[Saved entries]
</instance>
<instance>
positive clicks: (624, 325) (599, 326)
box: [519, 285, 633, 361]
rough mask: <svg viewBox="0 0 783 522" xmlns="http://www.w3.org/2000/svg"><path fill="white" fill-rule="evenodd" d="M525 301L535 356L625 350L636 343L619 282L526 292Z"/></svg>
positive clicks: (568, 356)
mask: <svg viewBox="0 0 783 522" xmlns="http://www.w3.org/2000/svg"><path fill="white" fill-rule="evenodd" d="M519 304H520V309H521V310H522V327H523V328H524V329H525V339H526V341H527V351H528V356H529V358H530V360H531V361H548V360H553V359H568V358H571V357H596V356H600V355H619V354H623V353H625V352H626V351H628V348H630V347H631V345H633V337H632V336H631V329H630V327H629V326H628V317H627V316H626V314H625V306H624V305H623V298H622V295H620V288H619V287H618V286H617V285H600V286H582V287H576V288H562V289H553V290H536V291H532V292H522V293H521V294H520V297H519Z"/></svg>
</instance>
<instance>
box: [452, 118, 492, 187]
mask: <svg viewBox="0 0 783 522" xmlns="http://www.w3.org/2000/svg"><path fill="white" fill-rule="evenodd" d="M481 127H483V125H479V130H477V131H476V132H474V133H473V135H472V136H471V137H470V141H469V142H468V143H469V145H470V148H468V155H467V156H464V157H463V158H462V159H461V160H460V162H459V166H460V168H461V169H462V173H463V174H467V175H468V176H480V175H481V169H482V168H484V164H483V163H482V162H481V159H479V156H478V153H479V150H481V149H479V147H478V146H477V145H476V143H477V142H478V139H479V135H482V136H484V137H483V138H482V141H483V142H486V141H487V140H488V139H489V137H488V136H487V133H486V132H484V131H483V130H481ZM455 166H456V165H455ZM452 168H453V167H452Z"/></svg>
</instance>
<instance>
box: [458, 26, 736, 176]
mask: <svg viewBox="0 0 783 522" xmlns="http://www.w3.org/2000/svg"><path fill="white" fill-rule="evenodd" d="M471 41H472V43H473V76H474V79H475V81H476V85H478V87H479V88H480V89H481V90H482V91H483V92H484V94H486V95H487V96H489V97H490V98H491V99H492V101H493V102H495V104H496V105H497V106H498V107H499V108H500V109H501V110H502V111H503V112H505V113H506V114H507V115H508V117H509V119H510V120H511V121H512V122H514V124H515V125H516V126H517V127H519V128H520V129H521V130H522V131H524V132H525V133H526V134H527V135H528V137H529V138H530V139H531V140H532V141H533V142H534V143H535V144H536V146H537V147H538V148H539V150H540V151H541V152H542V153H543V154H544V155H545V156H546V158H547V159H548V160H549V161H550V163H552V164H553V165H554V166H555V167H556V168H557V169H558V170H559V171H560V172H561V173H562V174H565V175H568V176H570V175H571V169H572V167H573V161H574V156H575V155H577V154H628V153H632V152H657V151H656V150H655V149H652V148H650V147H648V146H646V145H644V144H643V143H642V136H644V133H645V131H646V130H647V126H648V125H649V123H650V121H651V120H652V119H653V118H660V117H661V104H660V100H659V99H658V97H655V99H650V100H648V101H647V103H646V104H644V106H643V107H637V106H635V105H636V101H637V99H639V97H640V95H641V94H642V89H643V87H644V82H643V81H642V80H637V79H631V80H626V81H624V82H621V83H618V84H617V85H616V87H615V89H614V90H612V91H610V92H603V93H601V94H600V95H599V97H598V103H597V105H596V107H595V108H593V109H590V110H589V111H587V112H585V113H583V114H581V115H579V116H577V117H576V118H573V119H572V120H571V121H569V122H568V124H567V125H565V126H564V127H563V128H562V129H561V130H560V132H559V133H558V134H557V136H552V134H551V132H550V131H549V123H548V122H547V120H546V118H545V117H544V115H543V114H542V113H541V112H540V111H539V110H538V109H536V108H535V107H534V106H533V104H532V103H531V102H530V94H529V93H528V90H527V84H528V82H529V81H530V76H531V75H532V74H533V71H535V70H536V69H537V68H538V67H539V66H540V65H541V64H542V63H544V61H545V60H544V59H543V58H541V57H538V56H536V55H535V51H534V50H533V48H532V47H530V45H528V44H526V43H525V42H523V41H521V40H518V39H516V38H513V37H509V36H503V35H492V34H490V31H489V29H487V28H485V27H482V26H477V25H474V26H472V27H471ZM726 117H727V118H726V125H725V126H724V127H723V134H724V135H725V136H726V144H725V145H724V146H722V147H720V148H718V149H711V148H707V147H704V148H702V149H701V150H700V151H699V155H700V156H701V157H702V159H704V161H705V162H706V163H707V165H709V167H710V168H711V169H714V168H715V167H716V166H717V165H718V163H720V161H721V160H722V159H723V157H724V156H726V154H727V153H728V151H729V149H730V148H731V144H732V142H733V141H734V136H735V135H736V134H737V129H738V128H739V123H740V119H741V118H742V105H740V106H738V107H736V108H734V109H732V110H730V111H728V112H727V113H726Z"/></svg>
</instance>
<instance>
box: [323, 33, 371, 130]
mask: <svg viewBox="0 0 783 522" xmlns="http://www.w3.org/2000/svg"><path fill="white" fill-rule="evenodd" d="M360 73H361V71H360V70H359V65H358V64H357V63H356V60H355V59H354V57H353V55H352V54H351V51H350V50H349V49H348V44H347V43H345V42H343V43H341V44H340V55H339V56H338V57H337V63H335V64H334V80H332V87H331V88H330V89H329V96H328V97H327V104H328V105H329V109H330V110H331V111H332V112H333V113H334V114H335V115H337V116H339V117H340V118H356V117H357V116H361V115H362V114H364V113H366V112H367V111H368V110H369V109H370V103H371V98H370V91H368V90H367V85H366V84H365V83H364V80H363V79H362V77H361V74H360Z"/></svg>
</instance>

Instructions to follow
Every entry shown above should be written out again without a single difference.

Solution below
</instance>
<instance>
positive clicks: (624, 325) (599, 326)
box: [519, 285, 633, 361]
rough mask: <svg viewBox="0 0 783 522" xmlns="http://www.w3.org/2000/svg"><path fill="white" fill-rule="evenodd" d="M525 301L535 356L625 350L636 343L619 282L526 292Z"/></svg>
positive clicks: (568, 356)
mask: <svg viewBox="0 0 783 522" xmlns="http://www.w3.org/2000/svg"><path fill="white" fill-rule="evenodd" d="M519 304H520V309H521V310H522V327H523V328H524V329H525V339H526V341H527V351H528V356H529V358H530V360H531V361H548V360H553V359H568V358H571V357H596V356H600V355H619V354H623V353H625V352H626V351H628V348H630V347H631V345H633V337H632V336H631V329H630V327H629V326H628V317H627V316H626V314H625V306H624V305H623V298H622V295H620V288H619V287H618V286H617V285H600V286H582V287H576V288H562V289H553V290H536V291H532V292H522V293H521V294H520V297H519Z"/></svg>
</instance>
<instance>
box: [452, 118, 492, 187]
mask: <svg viewBox="0 0 783 522" xmlns="http://www.w3.org/2000/svg"><path fill="white" fill-rule="evenodd" d="M481 127H483V125H479V130H477V131H476V132H474V133H473V135H472V136H471V137H470V141H469V142H468V143H469V145H470V148H468V155H467V156H464V157H463V158H462V159H461V160H460V162H459V166H460V168H461V169H462V173H463V174H467V175H468V176H480V175H481V169H482V168H484V164H483V163H482V162H481V159H479V156H478V153H479V150H481V149H479V147H478V146H477V145H476V143H477V142H478V139H479V135H482V136H484V137H483V138H482V141H483V142H486V141H487V140H488V139H489V137H488V136H487V133H486V132H484V131H483V130H481ZM455 166H456V165H455ZM452 168H453V167H452Z"/></svg>
</instance>
<instance>
box: [458, 26, 736, 176]
mask: <svg viewBox="0 0 783 522" xmlns="http://www.w3.org/2000/svg"><path fill="white" fill-rule="evenodd" d="M471 41H472V43H473V76H474V79H475V81H476V85H478V87H479V88H480V89H481V90H482V91H483V92H484V94H486V95H487V96H489V97H490V98H491V99H492V101H493V102H495V104H496V105H497V106H498V107H499V108H500V109H501V110H502V111H503V112H505V113H506V114H507V115H508V117H509V119H510V120H511V121H512V122H514V124H515V125H516V126H517V127H519V128H520V129H521V130H522V131H524V132H525V133H526V134H527V135H528V137H529V138H530V139H531V140H532V141H533V142H534V143H535V144H536V146H537V147H538V148H539V150H540V151H541V152H542V153H543V154H544V155H545V156H546V158H547V159H548V160H549V161H550V163H552V164H553V165H554V166H555V167H556V168H557V169H558V170H559V171H560V172H561V173H562V174H565V175H568V176H570V175H571V169H572V167H573V161H574V156H575V155H577V154H628V153H632V152H657V151H656V150H655V149H652V148H650V147H648V146H646V145H644V144H643V143H642V136H644V133H645V131H646V130H647V126H648V125H649V123H650V121H651V120H652V119H653V118H660V117H661V104H660V100H659V99H658V97H655V99H650V100H648V101H647V103H646V104H644V106H643V107H637V106H635V105H636V101H637V99H639V97H640V95H641V94H642V89H643V87H644V82H643V81H642V80H637V79H631V80H626V81H624V82H621V83H618V84H617V85H616V87H615V89H614V90H612V91H610V92H603V93H601V94H600V95H599V97H598V103H597V105H596V107H595V108H593V109H590V110H589V111H587V112H585V113H583V114H581V115H579V116H577V117H576V118H573V119H572V120H571V121H569V122H568V124H567V125H565V126H564V127H563V128H562V129H561V130H560V132H559V133H558V134H557V136H552V134H551V132H550V131H549V123H548V122H547V120H546V118H545V117H544V115H543V114H542V113H541V112H540V111H539V110H538V109H536V108H535V107H534V106H533V104H532V103H531V102H530V94H529V93H528V90H527V84H528V82H529V81H530V76H531V75H532V74H533V71H535V70H536V69H537V68H538V67H539V66H540V65H541V64H542V63H544V61H545V60H544V59H543V58H541V57H538V56H536V55H535V51H534V50H533V48H532V47H530V45H528V44H526V43H525V42H523V41H521V40H518V39H516V38H513V37H509V36H503V35H492V34H490V31H489V29H487V28H485V27H482V26H477V25H474V26H472V27H471ZM726 117H727V118H726V125H725V126H724V127H723V134H724V135H725V136H726V144H725V145H724V146H722V147H720V148H718V149H711V148H707V147H704V148H702V149H701V150H700V151H699V155H700V156H701V157H702V159H704V161H705V162H706V163H707V165H709V167H710V168H711V169H714V168H715V167H716V166H717V165H718V163H720V161H721V160H722V159H723V157H724V156H726V154H727V153H728V151H729V149H730V148H731V144H732V142H733V141H734V136H735V135H736V134H737V129H738V128H739V123H740V119H741V118H742V105H740V106H738V107H736V108H734V109H732V110H730V111H728V112H727V113H726Z"/></svg>
</instance>
<instance>
box: [323, 33, 371, 130]
mask: <svg viewBox="0 0 783 522" xmlns="http://www.w3.org/2000/svg"><path fill="white" fill-rule="evenodd" d="M360 73H361V71H360V70H359V65H358V64H357V63H356V60H355V59H354V57H353V55H352V54H351V51H350V50H349V49H348V44H347V43H345V42H343V43H341V44H340V55H339V56H338V57H337V63H335V64H334V80H332V87H331V88H330V89H329V96H328V97H327V104H328V105H329V109H330V110H331V111H332V112H333V113H334V114H335V115H337V116H339V117H340V118H356V117H357V116H361V115H362V114H364V113H366V112H367V111H368V110H369V109H370V103H371V98H370V91H368V90H367V85H366V84H365V83H364V80H363V79H362V77H361V74H360Z"/></svg>
</instance>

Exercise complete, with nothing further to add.